/---

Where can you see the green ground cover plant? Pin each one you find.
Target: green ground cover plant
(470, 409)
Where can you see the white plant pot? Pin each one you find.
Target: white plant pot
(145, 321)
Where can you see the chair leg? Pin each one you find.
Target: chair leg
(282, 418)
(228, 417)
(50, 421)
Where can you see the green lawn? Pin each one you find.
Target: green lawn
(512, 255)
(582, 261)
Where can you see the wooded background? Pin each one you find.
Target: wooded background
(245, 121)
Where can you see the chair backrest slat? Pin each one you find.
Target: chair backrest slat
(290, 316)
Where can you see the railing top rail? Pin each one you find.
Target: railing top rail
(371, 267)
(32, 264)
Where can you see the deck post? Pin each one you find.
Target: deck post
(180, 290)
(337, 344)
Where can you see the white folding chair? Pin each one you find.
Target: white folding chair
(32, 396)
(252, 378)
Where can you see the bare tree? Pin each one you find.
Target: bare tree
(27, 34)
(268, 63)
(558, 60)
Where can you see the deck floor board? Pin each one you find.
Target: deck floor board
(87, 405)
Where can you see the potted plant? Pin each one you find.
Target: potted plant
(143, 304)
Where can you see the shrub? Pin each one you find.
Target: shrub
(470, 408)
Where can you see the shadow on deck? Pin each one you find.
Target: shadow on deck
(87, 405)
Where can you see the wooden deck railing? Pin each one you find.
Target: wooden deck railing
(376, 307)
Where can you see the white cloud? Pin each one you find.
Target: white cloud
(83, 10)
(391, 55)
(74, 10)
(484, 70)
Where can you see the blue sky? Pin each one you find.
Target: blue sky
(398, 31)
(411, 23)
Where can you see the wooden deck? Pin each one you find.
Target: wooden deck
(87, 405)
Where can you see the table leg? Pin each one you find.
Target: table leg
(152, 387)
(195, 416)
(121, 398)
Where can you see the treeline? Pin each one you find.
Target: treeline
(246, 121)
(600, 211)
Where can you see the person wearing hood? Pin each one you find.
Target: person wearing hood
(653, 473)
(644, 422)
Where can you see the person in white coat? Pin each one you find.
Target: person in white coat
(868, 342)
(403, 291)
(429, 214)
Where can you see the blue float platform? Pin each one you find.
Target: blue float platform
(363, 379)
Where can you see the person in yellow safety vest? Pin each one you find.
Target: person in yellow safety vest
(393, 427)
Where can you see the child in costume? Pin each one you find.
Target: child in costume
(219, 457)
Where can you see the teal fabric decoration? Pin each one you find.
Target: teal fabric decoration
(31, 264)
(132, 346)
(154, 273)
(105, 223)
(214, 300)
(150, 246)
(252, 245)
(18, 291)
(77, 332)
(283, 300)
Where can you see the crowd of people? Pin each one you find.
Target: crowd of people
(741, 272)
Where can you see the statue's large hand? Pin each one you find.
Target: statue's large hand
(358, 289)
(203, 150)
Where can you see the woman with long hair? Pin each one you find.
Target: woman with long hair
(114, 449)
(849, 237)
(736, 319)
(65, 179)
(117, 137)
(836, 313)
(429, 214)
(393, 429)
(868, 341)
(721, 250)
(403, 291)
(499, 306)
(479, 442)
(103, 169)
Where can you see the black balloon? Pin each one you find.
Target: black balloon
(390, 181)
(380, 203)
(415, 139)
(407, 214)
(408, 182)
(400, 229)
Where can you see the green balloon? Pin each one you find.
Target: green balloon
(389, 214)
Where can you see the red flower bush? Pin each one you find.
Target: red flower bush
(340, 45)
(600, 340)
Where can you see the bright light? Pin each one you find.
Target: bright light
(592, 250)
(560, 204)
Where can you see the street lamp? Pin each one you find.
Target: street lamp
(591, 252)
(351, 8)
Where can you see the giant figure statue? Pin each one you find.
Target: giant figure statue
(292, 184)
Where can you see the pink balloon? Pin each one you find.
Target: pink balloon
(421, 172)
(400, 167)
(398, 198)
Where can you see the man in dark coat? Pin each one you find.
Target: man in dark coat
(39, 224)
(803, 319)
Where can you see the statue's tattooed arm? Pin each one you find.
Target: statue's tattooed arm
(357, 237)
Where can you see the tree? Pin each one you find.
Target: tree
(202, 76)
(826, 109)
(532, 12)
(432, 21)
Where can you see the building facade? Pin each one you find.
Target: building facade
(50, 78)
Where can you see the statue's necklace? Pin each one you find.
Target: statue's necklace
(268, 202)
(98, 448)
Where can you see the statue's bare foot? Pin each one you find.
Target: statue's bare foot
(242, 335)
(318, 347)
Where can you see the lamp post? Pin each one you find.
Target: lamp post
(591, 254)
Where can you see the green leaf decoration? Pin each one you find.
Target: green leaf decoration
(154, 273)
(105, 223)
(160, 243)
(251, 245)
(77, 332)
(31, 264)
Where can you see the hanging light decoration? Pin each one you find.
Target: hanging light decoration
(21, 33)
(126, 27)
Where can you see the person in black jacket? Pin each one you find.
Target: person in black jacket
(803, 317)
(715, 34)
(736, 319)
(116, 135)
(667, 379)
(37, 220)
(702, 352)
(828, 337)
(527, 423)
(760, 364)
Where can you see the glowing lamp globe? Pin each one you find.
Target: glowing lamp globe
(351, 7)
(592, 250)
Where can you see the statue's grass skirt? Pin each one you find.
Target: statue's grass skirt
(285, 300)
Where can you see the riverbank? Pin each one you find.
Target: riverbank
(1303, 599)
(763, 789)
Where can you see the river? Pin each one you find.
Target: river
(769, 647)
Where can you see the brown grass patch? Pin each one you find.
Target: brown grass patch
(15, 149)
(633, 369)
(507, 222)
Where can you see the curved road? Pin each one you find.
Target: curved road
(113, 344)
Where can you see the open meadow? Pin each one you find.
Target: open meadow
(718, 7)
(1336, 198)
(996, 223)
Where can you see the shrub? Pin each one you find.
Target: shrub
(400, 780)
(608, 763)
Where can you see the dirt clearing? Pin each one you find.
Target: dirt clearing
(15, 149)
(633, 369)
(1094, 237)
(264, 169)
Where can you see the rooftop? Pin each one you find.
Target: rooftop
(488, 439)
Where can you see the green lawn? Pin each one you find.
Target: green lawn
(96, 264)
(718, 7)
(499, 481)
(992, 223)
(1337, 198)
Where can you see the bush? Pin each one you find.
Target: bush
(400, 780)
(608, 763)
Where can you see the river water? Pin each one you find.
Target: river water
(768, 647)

\---

> _PROMPT_: Copy every line of the material, please, keeping it exactly the same.

> _RESULT FOR THIS EXERCISE_:
Where can you see the green ground cover plant? Pin each one you find.
Target: green ground cover plant
(470, 409)
Where can you see the white plant pot? Pin each one you find.
Target: white plant pot
(145, 321)
Where can you see the chair leg? Pin each one you find.
Target: chair leg
(282, 418)
(228, 417)
(50, 421)
Where can you see the green lawn? Pin each one you find.
Target: green lawn
(512, 255)
(582, 261)
Where can you see the wooded background? Pin each one you find.
Target: wooded background
(245, 121)
Where can you see the chair backrest slat? Pin each one you find.
Target: chair backrest slat
(290, 316)
Where can you see the railing top rail? Pin each one you find.
Target: railing top rail
(371, 267)
(32, 264)
Where can you see the deck post? Pin each one you find.
Target: deck post
(180, 290)
(337, 344)
Where can you see the white folding chair? Pin each one you find.
Target: white folding chair
(32, 396)
(252, 378)
Where can you see the bare tree? Pin each one you find.
Target: bare tree
(27, 34)
(268, 63)
(558, 60)
Where can you see the deck floor board? Pin each one you find.
Target: deck floor board
(87, 405)
Where can you see the potted plant? Pin each one you find.
Target: potted plant
(143, 304)
Where can you see the shrub? Pin each one you find.
Target: shrub
(470, 408)
Where can you see the shadow on deck? Pin each one you find.
Target: shadow on deck
(87, 405)
Where can you see the wooden deck railing? Pin each one you find.
Target: wooden deck railing
(376, 307)
Where can you see the white cloud? Pin each one you find.
Target: white cloud
(83, 10)
(391, 55)
(74, 10)
(484, 70)
Where can you see the blue sky? Pin each one you find.
Target: blue sky
(398, 31)
(411, 23)
Where can you see the wooden deck? Pin each one you find.
Target: wooden deck
(87, 405)
Where can you see the table leg? Pin each one you find.
Target: table leg
(152, 387)
(195, 416)
(121, 398)
Where can you see the treeline? Pin each one you find.
Target: treeline
(246, 121)
(600, 211)
Where can you see the person wearing hood? Pin each one you find.
Target: person wearing hood
(653, 473)
(644, 422)
Where can you see the person in white coat? Pin each one you find.
Target: person in white coat
(868, 342)
(403, 291)
(429, 214)
Where can you see the blue float platform? Pin each one you find.
Target: blue float platform
(363, 379)
Where can you see the person in yellow safety vest? Pin each one you find.
Target: person in yellow safety vest
(393, 427)
Where can you see the child in costume? Pin each one you find.
Target: child in costume
(219, 457)
Where can you see the teal fabric decoration? Pin each one you find.
Target: teal fabric decoration
(31, 264)
(132, 346)
(154, 273)
(105, 223)
(214, 300)
(150, 246)
(252, 245)
(18, 291)
(77, 332)
(283, 300)
Where can you see the crowd of people? Pin each one you find.
Target: crowd of people
(741, 272)
Where can you see the statue's large hand? Pin each one you find.
Target: statue's large hand
(358, 289)
(203, 150)
Where can you see the woman with long hair? Pin each one you find.
Target: woman with long hair
(114, 449)
(849, 237)
(736, 319)
(65, 179)
(117, 137)
(836, 313)
(429, 214)
(393, 429)
(868, 341)
(721, 250)
(403, 291)
(499, 306)
(479, 442)
(103, 169)
Where can you see the black balloon? Pin each one you find.
Target: black balloon
(390, 181)
(380, 203)
(415, 139)
(407, 214)
(408, 182)
(400, 229)
Where can you see the green balloon? Pin each one you find.
Target: green balloon
(389, 214)
Where can you see the red flower bush? Pin each one you find.
Target: red flower bush
(340, 45)
(600, 340)
Where can you see the bright light? Pin each one you find.
Target: bright light
(592, 250)
(560, 204)
Where can you see the street lamp? Pin each one you find.
Target: street lamp
(591, 252)
(351, 8)
Where can you see the giant figure statue? Pin each one you find.
Target: giant figure statue
(292, 184)
Where can you see the pink balloon? Pin each one you find.
Target: pink balloon
(421, 172)
(400, 167)
(398, 198)
Where can you see the man in dark coat? Pin each one you find.
Target: man in dark coat
(39, 224)
(803, 319)
Where can you see the statue's tattooed arm? Pin each one you find.
Target: statue's tattooed arm
(357, 237)
Where can you see the tree? Pin each one you find.
Target: tree
(202, 76)
(826, 109)
(532, 12)
(432, 21)
Where can you see the building facade? Pin each one you find.
Target: building facade
(50, 78)
Where can you see the statue's necklace? Pin each one you find.
Target: statue's necklace
(268, 202)
(98, 448)
Where can you see the statue's bare foot? Pin each one you find.
Target: statue's bare foot
(242, 335)
(318, 347)
Where can you see the lamp post? Pin each one you find.
Target: lamp post
(591, 254)
Where can you see the green leaf decoration? Pin each one you find.
Target: green leaf decoration
(154, 273)
(105, 223)
(160, 243)
(251, 245)
(77, 332)
(31, 264)
Where can you see the hanging light decoration? Pin each one you find.
Target: hanging light decoration
(21, 33)
(126, 27)
Where can you see the person in black jacket? Pin each one you find.
Target: person in black jacket
(803, 317)
(715, 34)
(736, 319)
(116, 135)
(667, 379)
(37, 220)
(702, 352)
(828, 337)
(527, 423)
(760, 364)
Where can you see the glowing lamp globe? Pin each one you find.
Target: glowing lamp globe
(351, 7)
(592, 250)
Where can you see the statue's grass skirt? Pin each one you find.
Target: statue's grass skirt
(285, 300)
Where can you see the riverbank? Pin each one you find.
Target: riverbank
(1303, 599)
(763, 789)
Where can you see the river? Pin each one you find.
Target: river
(769, 647)
Where can you see the brown grass patch? Pin each one you find.
Target: brown grass patch
(15, 149)
(633, 369)
(507, 222)
Where can you see the curved road? Pin each one you find.
Target: curved road
(113, 344)
Where can you see the open meadow? Pin each one you find.
Target: open meadow
(718, 7)
(1336, 198)
(996, 223)
Where can you see the shrub? Pin each one you find.
Target: shrub
(400, 780)
(608, 763)
Where can you see the dirt clearing? Pin each one you find.
Target: dirt clearing
(15, 149)
(633, 369)
(1094, 237)
(264, 169)
Where can you see the rooftop? Pin each one you find.
Target: rooftop
(488, 439)
Where can you see the green lawn? Pin each one you find.
Target: green lawn
(96, 264)
(718, 7)
(499, 481)
(992, 223)
(1337, 198)
Where can you see the bush? Pin each one you find.
Target: bush
(400, 780)
(608, 763)
Where can you see the river water? Pin each one you find.
Target: river water
(768, 647)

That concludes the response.